**Direction:**
Return each line of the data below that contains the word "wooden", copied unchanged.

**Information given:**

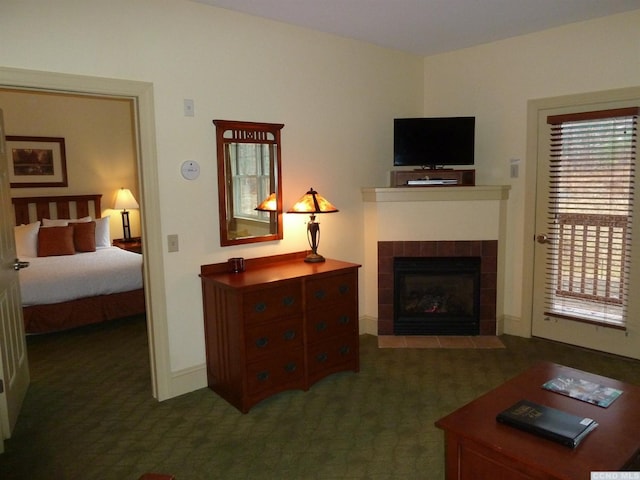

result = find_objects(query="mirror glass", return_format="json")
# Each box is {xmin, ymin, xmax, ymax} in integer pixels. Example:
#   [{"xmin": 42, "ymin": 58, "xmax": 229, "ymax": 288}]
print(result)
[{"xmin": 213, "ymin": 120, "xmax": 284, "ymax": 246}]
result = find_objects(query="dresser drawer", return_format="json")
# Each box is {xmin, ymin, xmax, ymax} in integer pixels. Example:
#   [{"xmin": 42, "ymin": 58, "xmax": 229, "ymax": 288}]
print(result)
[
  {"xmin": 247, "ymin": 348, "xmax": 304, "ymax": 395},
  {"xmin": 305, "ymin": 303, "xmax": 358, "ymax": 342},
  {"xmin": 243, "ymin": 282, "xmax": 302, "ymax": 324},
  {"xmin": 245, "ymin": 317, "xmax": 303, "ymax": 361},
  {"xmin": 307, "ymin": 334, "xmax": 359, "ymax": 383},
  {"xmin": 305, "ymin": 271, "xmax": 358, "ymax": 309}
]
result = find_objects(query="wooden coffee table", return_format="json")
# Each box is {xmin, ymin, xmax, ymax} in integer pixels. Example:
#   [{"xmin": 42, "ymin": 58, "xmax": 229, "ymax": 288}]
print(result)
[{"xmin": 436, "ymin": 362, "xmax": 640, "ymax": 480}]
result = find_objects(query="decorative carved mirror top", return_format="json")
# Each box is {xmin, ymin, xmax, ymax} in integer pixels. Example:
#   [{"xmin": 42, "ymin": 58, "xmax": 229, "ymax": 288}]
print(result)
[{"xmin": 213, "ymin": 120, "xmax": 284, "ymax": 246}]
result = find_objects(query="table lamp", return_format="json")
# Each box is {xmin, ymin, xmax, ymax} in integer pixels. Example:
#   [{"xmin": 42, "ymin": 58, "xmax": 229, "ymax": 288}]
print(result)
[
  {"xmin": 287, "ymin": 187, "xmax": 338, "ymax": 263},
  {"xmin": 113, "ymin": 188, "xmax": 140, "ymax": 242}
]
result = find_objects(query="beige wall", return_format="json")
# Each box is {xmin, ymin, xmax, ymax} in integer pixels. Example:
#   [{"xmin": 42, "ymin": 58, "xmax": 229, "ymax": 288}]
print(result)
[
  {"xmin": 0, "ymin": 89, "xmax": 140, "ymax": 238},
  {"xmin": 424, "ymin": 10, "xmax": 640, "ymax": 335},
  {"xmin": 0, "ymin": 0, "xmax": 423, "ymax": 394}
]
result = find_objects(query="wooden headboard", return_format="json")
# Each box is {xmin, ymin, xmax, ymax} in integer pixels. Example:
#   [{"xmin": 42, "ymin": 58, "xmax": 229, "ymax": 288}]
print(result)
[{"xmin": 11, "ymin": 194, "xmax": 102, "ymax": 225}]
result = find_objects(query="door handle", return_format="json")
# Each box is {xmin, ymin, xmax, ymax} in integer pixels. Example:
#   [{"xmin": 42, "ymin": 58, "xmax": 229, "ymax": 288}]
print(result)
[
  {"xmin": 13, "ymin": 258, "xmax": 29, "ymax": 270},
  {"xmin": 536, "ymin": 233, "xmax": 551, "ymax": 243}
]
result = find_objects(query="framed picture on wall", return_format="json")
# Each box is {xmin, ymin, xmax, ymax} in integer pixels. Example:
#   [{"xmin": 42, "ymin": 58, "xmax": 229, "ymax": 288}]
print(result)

**The solution:**
result = find_objects(query="wooden coffee table", return_format="json")
result = find_objects(query="wooden headboard", return_format="json")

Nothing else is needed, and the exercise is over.